++++ Study text
If you stick with the serving size, the glycemic load will tell you all you need to know.
Finally, if your meal or snack contains protein, it will likely minimize the blood sugar spike. Fat and fiber may also reduce blood sugar spikes. The interactions of all the nutrients make it challenging to predict the glycemic load of a meal/snack. No matter what, a balanced, whole foods meal will be better than a high-carbohydrate meal with processed carbs.
Eat NO Trans Fats . . . Well, No Artificial Trans Fats.
Trans fats are like saturated fats in that they increase LDL. However, they also decrease HDL, a beneficial substance that lowers heart disease risk. They have such a profound effect that it’s recommended that we eat no trans fats, especially artificial trans fats.
Interestingly, eating foods with natural trans fats has the opposite effect. They can increase HDL and lower LDL cholesterol. That effect on our cholesterol levels makes natural trans fats helpful. We typically find these natural trans fats in meat and dairy products and some eggs. Choosing meats, milk, and eggs from grass-fed animals is more likely to contain beneficial, natural trans fats.
Most food producers and restaurants have cut down on trans-fat ingredients. However, you’ll still find trans fats in small amounts, usually in highly processed foods. Using the nutrition label, you can determine how much trans fats are in a food serving. If you want to avoid all trans fats, you’ll need to read the ingredients.
The nutrition label can report zero trans fats per serving if the number is less than 0.5 grams. To find out if your food contains any trans fats, search the ingredients for the words trans, hydrogenated, and partially hydrogenated. Any ingredient with these words in its name will be an artificial trans fat.
The more you know about your foods from outside the home, the easier it will be to make educated decisions. Large restaurant chains often have nutrition information online, and all packaged food must have a nutrition label.
++++++++
### [Activity list]
- a) Duplicate the passage on trans fats and blood sugar word for word, between "Eat NO Trans Fats ." and "especially artificial trans fats.", inclusive.
- b) Go on with the passage on trans fats and blood sugar, picking up right after its final sentence.
++++ Extracted data
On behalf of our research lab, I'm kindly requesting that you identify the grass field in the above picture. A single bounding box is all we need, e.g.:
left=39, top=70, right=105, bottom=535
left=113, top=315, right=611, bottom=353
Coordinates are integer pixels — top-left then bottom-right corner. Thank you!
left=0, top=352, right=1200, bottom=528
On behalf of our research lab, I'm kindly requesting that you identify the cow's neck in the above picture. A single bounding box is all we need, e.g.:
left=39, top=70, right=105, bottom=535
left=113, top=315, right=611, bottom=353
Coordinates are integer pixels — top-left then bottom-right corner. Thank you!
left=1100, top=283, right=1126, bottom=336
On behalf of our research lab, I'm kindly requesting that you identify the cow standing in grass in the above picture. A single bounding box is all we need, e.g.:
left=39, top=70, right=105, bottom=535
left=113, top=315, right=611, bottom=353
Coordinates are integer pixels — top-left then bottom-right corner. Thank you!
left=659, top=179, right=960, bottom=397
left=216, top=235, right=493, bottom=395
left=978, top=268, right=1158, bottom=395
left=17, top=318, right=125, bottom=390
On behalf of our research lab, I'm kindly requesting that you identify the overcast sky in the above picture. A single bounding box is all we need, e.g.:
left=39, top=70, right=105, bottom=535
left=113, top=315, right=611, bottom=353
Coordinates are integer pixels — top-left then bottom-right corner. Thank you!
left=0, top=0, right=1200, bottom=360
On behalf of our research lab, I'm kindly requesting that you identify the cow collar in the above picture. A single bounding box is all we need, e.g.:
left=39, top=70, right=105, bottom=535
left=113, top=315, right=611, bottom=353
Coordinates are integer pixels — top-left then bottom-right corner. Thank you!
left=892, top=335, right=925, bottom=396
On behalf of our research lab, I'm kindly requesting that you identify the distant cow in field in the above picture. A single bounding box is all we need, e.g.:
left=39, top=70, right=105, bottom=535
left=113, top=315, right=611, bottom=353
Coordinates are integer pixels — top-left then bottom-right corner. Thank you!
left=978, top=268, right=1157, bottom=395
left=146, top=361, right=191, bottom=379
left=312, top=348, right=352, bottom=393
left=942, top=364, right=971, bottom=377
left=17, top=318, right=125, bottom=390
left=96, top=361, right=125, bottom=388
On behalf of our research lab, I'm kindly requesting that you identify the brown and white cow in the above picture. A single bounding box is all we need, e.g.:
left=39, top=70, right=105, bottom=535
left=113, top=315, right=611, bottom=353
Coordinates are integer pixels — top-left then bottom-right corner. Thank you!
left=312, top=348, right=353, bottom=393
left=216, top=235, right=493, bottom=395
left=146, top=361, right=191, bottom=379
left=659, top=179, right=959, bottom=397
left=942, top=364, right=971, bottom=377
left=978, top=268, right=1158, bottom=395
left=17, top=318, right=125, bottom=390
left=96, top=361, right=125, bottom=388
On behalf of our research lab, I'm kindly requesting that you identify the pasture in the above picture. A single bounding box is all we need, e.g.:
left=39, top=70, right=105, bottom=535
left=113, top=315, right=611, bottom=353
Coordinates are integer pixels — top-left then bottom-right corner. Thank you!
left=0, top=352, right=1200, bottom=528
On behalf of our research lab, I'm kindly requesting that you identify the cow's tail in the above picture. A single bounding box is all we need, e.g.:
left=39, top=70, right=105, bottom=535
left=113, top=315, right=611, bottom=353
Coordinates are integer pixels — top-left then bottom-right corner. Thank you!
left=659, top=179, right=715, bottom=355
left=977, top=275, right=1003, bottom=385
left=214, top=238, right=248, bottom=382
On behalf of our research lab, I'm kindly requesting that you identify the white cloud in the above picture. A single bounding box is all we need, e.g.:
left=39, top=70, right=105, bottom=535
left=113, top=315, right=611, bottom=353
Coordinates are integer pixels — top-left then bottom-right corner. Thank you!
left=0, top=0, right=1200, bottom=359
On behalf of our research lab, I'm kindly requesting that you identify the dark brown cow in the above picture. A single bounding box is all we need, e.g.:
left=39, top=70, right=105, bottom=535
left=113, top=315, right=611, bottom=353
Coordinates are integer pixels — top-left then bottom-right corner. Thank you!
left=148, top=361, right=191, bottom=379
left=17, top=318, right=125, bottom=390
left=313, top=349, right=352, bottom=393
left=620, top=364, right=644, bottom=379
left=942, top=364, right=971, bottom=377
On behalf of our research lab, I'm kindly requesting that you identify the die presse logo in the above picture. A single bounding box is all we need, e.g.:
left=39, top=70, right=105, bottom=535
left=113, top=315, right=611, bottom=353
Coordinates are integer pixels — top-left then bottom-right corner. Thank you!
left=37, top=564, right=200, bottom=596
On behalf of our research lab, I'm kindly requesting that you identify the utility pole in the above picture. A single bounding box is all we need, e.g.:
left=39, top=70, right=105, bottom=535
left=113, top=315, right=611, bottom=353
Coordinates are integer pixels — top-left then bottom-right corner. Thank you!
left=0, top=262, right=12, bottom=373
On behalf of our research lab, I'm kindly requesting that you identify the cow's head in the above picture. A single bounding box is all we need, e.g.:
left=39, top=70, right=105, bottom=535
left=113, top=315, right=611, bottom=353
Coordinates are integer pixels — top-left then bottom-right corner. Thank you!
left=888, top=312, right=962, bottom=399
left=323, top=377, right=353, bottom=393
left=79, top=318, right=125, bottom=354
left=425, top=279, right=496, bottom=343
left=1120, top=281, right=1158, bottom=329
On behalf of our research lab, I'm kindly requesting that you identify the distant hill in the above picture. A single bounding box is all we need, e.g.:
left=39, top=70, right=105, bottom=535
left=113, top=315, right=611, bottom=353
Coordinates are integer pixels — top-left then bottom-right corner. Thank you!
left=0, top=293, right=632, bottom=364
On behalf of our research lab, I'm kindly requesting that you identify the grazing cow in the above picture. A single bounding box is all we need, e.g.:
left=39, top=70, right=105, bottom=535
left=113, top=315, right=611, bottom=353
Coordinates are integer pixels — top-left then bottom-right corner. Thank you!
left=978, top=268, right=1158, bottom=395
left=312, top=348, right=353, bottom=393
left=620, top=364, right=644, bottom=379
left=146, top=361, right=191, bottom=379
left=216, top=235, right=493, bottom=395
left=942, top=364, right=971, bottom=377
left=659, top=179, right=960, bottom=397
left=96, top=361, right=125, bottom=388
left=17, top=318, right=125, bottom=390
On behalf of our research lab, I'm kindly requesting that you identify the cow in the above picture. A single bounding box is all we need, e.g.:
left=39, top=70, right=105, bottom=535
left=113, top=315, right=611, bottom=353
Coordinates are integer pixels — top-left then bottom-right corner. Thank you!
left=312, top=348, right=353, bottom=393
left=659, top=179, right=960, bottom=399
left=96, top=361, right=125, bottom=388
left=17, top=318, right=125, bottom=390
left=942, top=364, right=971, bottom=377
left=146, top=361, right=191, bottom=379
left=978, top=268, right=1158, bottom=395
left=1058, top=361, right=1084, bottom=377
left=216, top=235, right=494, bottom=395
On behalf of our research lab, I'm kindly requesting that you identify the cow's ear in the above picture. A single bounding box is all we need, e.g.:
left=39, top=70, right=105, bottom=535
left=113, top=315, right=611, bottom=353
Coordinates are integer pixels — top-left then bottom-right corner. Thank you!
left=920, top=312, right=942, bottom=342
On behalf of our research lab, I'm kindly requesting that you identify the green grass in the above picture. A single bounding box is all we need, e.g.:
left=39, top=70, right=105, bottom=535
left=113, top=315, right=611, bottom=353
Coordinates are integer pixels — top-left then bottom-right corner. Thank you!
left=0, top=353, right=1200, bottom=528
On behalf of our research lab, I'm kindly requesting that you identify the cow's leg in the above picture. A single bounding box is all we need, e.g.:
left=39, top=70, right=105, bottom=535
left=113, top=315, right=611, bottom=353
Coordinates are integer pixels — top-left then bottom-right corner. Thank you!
++++++++
### [Outputs for the tasks]
- a)
Eat NO Trans Fats . . . Well, No Artificial Trans Fats.
Trans fats are like saturated fats in that they increase LDL. However, they also decrease HDL, a beneficial substance that lowers heart disease risk. They have such a profound effect that it’s recommended that we eat no trans fats, especially artificial trans fats.

- b)
Eat More Fiber
Fiber is the indigestible part of plant-based foods, so we don’t break fiber into smaller pieces. We classify fiber as soluble or insoluble. Soluble will attract water and become gelatinous, while insoluble will not. The specific type of soluble fiber will determine how thick the fiber becomes. Denser soluble fibers are most helpful for cholesterol management.
The cholesterol in our digestive system comes from our food and our bile. When the soluble fiber in our food forms a gel in our digestive system, it traps some dietary cholesterol (and bile salts) in the gel. Instead of being absorbed, the gel and the trapped cholesterol combine with solid waste (poop) and are excreted. The body must replace the lost bile salts, so it uses cholesterol already in the blood to do so. This eventually lowers cholesterol levels.
Consuming as little as 5 grams of soluble fiber daily can be helpful, but consuming even more, up to 20 grams daily, is even better. But it is challenging to count soluble fiber in the diet. Most fiber foods contain a mix of soluble and insoluble, and our nutrition labels don’t separate the two; they only specify total fiber. So, if you aren’t using a food database and diet tracker, you could at least shoot for the adequate intake (AI) of total fiber.
Adequate fiber intake is 38 grams/day for men and 25 grams/day for women.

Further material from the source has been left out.